## Brief
Output the lines of the records below exactly, beginning at their first line and ending at the line with "task | identify every instance of the tree line"; include no pictures.

[Information Boundary: Start]

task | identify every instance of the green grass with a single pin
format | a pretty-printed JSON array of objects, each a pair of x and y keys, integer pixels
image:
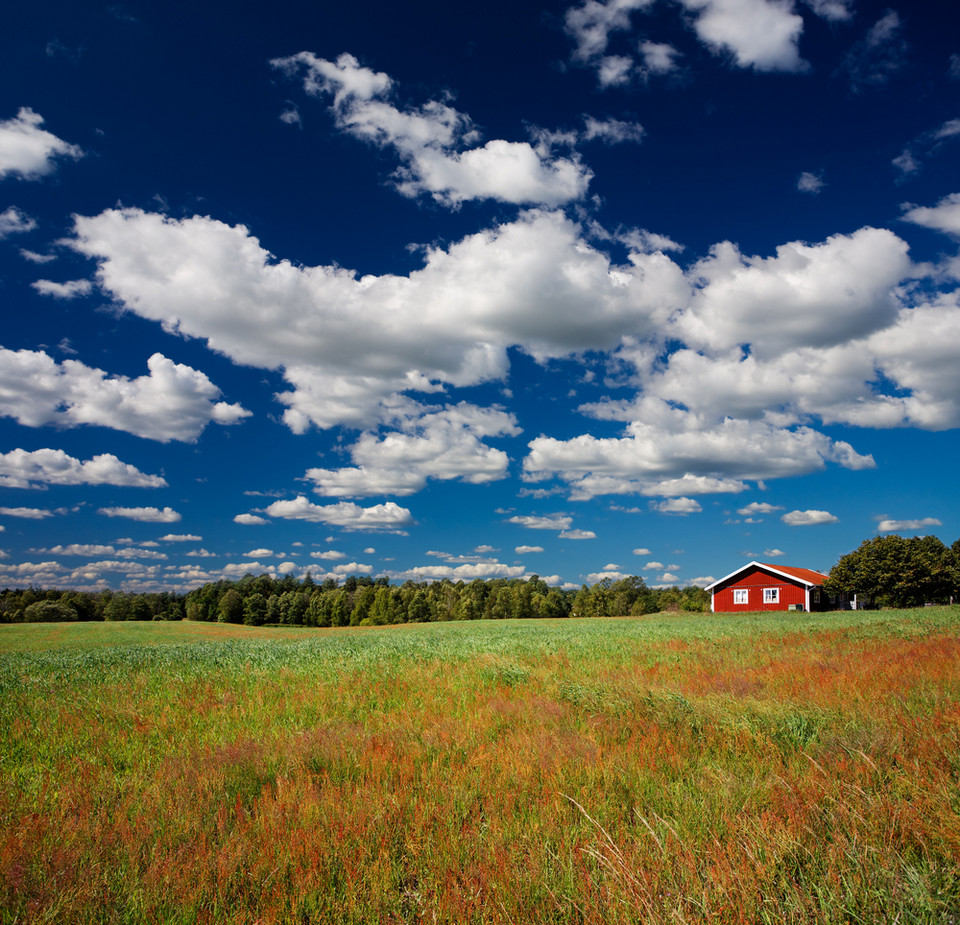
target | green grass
[{"x": 694, "y": 768}]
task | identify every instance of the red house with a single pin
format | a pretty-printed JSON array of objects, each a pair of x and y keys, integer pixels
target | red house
[{"x": 758, "y": 586}]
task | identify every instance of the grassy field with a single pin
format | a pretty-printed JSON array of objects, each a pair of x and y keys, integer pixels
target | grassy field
[{"x": 693, "y": 768}]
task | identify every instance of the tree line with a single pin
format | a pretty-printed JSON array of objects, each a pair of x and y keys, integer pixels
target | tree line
[
  {"x": 896, "y": 571},
  {"x": 263, "y": 600},
  {"x": 890, "y": 571}
]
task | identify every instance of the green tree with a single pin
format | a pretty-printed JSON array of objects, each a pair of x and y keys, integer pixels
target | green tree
[
  {"x": 49, "y": 612},
  {"x": 230, "y": 608},
  {"x": 897, "y": 572},
  {"x": 255, "y": 609}
]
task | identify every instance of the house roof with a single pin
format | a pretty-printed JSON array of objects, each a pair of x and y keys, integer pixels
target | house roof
[{"x": 806, "y": 576}]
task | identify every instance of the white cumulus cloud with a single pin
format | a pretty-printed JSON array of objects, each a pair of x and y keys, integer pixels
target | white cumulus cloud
[
  {"x": 808, "y": 518},
  {"x": 28, "y": 513},
  {"x": 38, "y": 468},
  {"x": 676, "y": 506},
  {"x": 15, "y": 221},
  {"x": 172, "y": 402},
  {"x": 436, "y": 144},
  {"x": 145, "y": 514},
  {"x": 386, "y": 518},
  {"x": 758, "y": 34},
  {"x": 888, "y": 526},
  {"x": 29, "y": 151}
]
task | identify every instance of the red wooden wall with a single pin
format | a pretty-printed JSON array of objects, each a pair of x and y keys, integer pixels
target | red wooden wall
[{"x": 755, "y": 581}]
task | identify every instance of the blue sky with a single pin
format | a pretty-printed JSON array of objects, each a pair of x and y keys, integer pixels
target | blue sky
[{"x": 646, "y": 287}]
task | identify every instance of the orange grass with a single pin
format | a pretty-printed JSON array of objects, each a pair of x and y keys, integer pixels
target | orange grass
[{"x": 786, "y": 777}]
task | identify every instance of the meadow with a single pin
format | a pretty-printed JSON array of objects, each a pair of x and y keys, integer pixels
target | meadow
[{"x": 692, "y": 768}]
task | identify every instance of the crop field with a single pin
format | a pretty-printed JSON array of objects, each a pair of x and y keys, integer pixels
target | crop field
[{"x": 693, "y": 768}]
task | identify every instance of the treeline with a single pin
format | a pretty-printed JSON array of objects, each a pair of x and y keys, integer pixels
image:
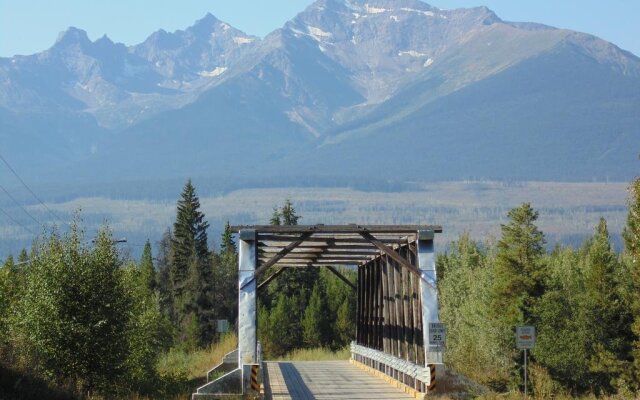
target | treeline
[
  {"x": 584, "y": 303},
  {"x": 78, "y": 320},
  {"x": 305, "y": 307},
  {"x": 81, "y": 320}
]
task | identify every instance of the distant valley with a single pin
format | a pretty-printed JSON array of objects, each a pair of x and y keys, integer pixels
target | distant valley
[
  {"x": 370, "y": 89},
  {"x": 378, "y": 111}
]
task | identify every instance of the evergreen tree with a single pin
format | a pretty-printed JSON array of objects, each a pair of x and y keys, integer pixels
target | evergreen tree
[
  {"x": 189, "y": 237},
  {"x": 74, "y": 313},
  {"x": 564, "y": 326},
  {"x": 465, "y": 301},
  {"x": 276, "y": 217},
  {"x": 191, "y": 273},
  {"x": 149, "y": 331},
  {"x": 147, "y": 271},
  {"x": 519, "y": 277},
  {"x": 228, "y": 245},
  {"x": 284, "y": 326},
  {"x": 631, "y": 237},
  {"x": 315, "y": 323},
  {"x": 163, "y": 277},
  {"x": 288, "y": 213},
  {"x": 606, "y": 312},
  {"x": 225, "y": 269}
]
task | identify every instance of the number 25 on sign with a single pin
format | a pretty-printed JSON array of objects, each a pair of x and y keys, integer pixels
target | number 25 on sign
[{"x": 437, "y": 334}]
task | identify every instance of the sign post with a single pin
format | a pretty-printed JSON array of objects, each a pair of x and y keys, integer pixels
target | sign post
[
  {"x": 525, "y": 339},
  {"x": 437, "y": 334}
]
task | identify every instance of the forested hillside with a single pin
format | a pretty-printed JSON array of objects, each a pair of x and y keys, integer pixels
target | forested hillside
[{"x": 77, "y": 320}]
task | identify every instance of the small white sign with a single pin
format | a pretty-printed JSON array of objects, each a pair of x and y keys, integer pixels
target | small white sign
[
  {"x": 437, "y": 334},
  {"x": 525, "y": 337}
]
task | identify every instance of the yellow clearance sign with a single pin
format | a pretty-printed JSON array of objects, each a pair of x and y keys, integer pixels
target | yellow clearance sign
[{"x": 525, "y": 337}]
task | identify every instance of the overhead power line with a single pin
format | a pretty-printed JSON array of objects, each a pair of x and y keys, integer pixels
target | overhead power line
[
  {"x": 21, "y": 207},
  {"x": 13, "y": 171},
  {"x": 18, "y": 223}
]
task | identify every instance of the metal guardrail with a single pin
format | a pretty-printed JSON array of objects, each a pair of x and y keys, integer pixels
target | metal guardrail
[{"x": 398, "y": 365}]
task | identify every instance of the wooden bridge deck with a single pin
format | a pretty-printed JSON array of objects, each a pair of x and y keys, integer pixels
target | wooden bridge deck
[{"x": 324, "y": 380}]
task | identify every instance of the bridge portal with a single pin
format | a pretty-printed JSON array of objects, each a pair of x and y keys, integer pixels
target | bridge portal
[{"x": 397, "y": 295}]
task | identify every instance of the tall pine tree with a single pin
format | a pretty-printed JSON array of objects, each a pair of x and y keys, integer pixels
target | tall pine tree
[
  {"x": 519, "y": 277},
  {"x": 631, "y": 237},
  {"x": 147, "y": 271},
  {"x": 191, "y": 274},
  {"x": 605, "y": 311}
]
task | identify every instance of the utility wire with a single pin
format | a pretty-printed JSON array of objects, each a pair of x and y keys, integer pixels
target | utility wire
[
  {"x": 18, "y": 223},
  {"x": 54, "y": 215},
  {"x": 21, "y": 207}
]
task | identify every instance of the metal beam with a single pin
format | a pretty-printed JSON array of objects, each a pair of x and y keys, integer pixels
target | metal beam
[
  {"x": 390, "y": 252},
  {"x": 337, "y": 229},
  {"x": 271, "y": 277},
  {"x": 282, "y": 253},
  {"x": 345, "y": 240},
  {"x": 342, "y": 277}
]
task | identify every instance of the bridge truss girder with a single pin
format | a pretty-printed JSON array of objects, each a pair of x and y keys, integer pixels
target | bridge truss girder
[{"x": 397, "y": 296}]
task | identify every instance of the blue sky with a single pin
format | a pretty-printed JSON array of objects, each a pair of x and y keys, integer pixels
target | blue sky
[{"x": 29, "y": 26}]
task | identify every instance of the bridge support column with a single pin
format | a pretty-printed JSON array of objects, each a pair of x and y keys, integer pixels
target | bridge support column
[
  {"x": 428, "y": 293},
  {"x": 247, "y": 304}
]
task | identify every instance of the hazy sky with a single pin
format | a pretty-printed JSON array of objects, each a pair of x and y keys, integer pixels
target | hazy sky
[{"x": 29, "y": 26}]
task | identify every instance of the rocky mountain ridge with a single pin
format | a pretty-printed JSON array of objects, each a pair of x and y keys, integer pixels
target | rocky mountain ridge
[{"x": 342, "y": 82}]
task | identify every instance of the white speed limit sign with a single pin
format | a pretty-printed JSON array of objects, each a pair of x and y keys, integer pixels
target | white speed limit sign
[{"x": 437, "y": 334}]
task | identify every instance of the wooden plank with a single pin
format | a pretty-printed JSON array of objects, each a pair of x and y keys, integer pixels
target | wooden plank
[
  {"x": 352, "y": 228},
  {"x": 342, "y": 240},
  {"x": 282, "y": 253},
  {"x": 406, "y": 292},
  {"x": 346, "y": 260},
  {"x": 359, "y": 307},
  {"x": 392, "y": 307},
  {"x": 325, "y": 250},
  {"x": 337, "y": 246},
  {"x": 381, "y": 305},
  {"x": 390, "y": 252},
  {"x": 342, "y": 277},
  {"x": 399, "y": 310},
  {"x": 385, "y": 306},
  {"x": 374, "y": 305},
  {"x": 271, "y": 277}
]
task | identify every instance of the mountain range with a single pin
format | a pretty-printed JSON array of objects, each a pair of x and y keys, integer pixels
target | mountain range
[{"x": 378, "y": 89}]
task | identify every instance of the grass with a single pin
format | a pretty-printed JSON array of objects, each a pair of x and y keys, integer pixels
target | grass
[
  {"x": 195, "y": 364},
  {"x": 317, "y": 354}
]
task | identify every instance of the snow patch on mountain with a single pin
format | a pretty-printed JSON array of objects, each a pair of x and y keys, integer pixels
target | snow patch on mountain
[
  {"x": 133, "y": 70},
  {"x": 425, "y": 13},
  {"x": 214, "y": 72},
  {"x": 242, "y": 40},
  {"x": 318, "y": 33},
  {"x": 374, "y": 10},
  {"x": 411, "y": 53}
]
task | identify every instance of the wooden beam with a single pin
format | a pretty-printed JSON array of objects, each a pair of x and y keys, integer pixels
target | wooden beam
[
  {"x": 271, "y": 277},
  {"x": 344, "y": 240},
  {"x": 390, "y": 252},
  {"x": 342, "y": 277},
  {"x": 282, "y": 253},
  {"x": 332, "y": 229},
  {"x": 300, "y": 264}
]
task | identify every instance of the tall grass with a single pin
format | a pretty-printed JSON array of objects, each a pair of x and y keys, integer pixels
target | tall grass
[
  {"x": 317, "y": 354},
  {"x": 194, "y": 364}
]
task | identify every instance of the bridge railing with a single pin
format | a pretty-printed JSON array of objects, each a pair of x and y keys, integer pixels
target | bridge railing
[{"x": 403, "y": 371}]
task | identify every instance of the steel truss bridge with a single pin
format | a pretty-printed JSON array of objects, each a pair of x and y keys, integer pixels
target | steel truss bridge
[{"x": 396, "y": 291}]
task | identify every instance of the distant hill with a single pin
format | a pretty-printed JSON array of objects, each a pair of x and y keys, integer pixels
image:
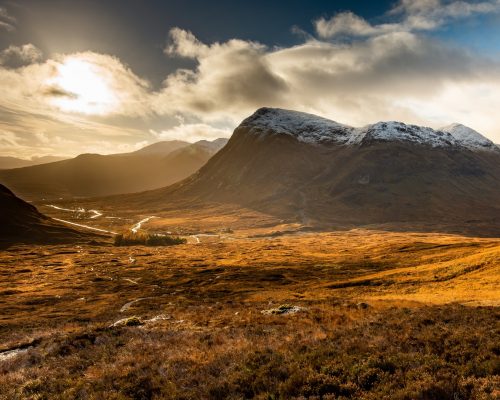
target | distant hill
[
  {"x": 322, "y": 173},
  {"x": 21, "y": 222},
  {"x": 88, "y": 175},
  {"x": 13, "y": 162}
]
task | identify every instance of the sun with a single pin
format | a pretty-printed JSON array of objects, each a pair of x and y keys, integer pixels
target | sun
[{"x": 83, "y": 87}]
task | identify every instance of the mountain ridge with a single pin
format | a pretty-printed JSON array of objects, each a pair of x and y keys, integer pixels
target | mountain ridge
[
  {"x": 328, "y": 185},
  {"x": 312, "y": 129}
]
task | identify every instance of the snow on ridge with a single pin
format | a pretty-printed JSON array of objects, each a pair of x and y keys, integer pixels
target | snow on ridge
[
  {"x": 468, "y": 136},
  {"x": 312, "y": 129},
  {"x": 305, "y": 127},
  {"x": 393, "y": 130}
]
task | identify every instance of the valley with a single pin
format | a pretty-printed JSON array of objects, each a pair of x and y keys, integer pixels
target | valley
[
  {"x": 308, "y": 267},
  {"x": 91, "y": 318}
]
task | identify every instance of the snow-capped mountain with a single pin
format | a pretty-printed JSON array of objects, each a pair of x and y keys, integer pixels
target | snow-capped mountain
[
  {"x": 469, "y": 137},
  {"x": 309, "y": 128},
  {"x": 307, "y": 169}
]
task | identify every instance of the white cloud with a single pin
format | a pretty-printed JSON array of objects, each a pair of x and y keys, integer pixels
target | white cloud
[
  {"x": 7, "y": 21},
  {"x": 16, "y": 56},
  {"x": 94, "y": 102},
  {"x": 191, "y": 133},
  {"x": 414, "y": 15}
]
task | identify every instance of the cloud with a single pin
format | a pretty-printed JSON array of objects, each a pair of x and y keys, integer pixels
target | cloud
[
  {"x": 7, "y": 21},
  {"x": 191, "y": 132},
  {"x": 224, "y": 79},
  {"x": 82, "y": 83},
  {"x": 413, "y": 15},
  {"x": 17, "y": 56},
  {"x": 387, "y": 71},
  {"x": 379, "y": 77}
]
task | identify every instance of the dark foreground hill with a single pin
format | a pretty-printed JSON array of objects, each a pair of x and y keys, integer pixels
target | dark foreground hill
[
  {"x": 100, "y": 175},
  {"x": 20, "y": 222},
  {"x": 299, "y": 166}
]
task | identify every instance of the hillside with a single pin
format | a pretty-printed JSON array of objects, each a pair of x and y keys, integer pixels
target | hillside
[
  {"x": 99, "y": 175},
  {"x": 14, "y": 162},
  {"x": 321, "y": 173},
  {"x": 21, "y": 222}
]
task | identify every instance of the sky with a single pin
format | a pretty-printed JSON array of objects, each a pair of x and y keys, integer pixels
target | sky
[{"x": 113, "y": 76}]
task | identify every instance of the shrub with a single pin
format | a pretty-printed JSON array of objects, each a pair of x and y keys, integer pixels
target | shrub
[{"x": 147, "y": 239}]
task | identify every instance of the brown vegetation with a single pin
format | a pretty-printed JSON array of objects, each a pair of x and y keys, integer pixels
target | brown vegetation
[
  {"x": 146, "y": 239},
  {"x": 375, "y": 316}
]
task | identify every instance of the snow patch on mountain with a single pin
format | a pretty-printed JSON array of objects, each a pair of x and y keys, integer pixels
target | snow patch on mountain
[
  {"x": 398, "y": 131},
  {"x": 307, "y": 128},
  {"x": 469, "y": 137},
  {"x": 312, "y": 129}
]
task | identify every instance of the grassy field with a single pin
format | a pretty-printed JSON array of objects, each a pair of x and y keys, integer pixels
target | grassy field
[{"x": 364, "y": 314}]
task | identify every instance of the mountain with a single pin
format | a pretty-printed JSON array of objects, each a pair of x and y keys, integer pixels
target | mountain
[
  {"x": 307, "y": 168},
  {"x": 13, "y": 162},
  {"x": 161, "y": 148},
  {"x": 21, "y": 222},
  {"x": 89, "y": 175}
]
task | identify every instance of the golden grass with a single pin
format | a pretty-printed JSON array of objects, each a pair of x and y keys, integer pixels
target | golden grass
[{"x": 375, "y": 320}]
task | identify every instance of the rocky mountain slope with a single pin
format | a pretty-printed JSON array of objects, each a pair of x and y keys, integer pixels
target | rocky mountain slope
[
  {"x": 89, "y": 175},
  {"x": 319, "y": 172},
  {"x": 21, "y": 222}
]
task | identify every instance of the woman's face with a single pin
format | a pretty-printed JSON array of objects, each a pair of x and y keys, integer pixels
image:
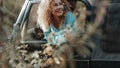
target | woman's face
[{"x": 57, "y": 8}]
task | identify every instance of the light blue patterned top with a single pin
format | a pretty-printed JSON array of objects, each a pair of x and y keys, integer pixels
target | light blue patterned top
[{"x": 58, "y": 37}]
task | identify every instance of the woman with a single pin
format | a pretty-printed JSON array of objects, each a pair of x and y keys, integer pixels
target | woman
[{"x": 53, "y": 17}]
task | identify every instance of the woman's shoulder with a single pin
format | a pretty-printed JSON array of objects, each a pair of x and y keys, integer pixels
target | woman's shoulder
[
  {"x": 70, "y": 18},
  {"x": 69, "y": 14}
]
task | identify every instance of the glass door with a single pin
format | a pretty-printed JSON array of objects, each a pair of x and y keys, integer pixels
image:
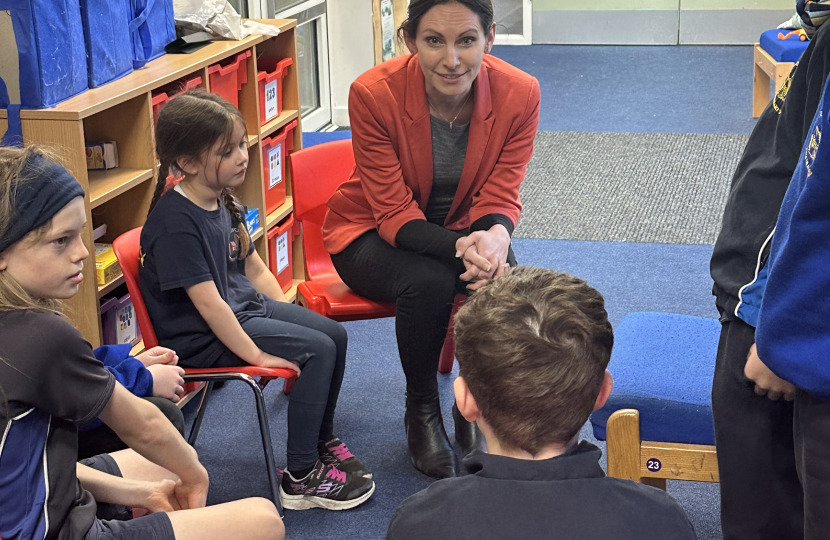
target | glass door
[
  {"x": 513, "y": 22},
  {"x": 312, "y": 53}
]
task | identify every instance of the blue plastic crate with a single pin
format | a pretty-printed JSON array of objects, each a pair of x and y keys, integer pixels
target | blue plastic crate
[
  {"x": 49, "y": 39},
  {"x": 152, "y": 27},
  {"x": 107, "y": 37}
]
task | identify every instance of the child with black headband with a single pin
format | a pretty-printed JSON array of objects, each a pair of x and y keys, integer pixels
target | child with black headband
[{"x": 50, "y": 382}]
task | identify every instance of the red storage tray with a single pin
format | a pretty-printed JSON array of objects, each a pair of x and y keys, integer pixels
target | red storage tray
[
  {"x": 226, "y": 79},
  {"x": 169, "y": 91},
  {"x": 280, "y": 247},
  {"x": 270, "y": 74},
  {"x": 274, "y": 152}
]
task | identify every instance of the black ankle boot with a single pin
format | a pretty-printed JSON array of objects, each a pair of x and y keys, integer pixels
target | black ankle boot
[
  {"x": 429, "y": 446},
  {"x": 467, "y": 434}
]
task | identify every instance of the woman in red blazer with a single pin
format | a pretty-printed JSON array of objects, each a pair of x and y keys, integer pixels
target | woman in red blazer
[{"x": 442, "y": 138}]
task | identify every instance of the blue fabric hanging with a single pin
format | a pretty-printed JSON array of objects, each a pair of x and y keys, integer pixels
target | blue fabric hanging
[
  {"x": 152, "y": 26},
  {"x": 107, "y": 37},
  {"x": 51, "y": 53}
]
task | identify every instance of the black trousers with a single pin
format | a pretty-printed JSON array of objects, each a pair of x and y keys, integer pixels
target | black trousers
[
  {"x": 761, "y": 496},
  {"x": 103, "y": 440},
  {"x": 812, "y": 456},
  {"x": 422, "y": 288}
]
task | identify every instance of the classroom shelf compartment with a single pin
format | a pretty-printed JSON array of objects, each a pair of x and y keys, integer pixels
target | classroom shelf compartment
[
  {"x": 106, "y": 185},
  {"x": 278, "y": 122},
  {"x": 279, "y": 214},
  {"x": 110, "y": 286}
]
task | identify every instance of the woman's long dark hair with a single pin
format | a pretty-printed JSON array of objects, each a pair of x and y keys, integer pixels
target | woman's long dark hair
[
  {"x": 418, "y": 8},
  {"x": 189, "y": 126}
]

[Information Boundary: End]

## Output for this task
task | identify every instance of the green grass with a single pin
format | a pretty-printed JSON array of objects, each a pair of x and y keys, integer pixels
image:
target | green grass
[{"x": 694, "y": 768}]
task | identify every instance of the red house with a single pin
format | a pretty-printed JSON array of objects, each a pair of x and y keys, integer pixels
target | red house
[{"x": 758, "y": 586}]
task | identify every instance of the grassy field with a single pin
format | a pretty-printed JSON array of objects, each a pair of x and y keys, integer pixels
target | grassy field
[{"x": 693, "y": 768}]
task | identify every instance of the tree line with a single pin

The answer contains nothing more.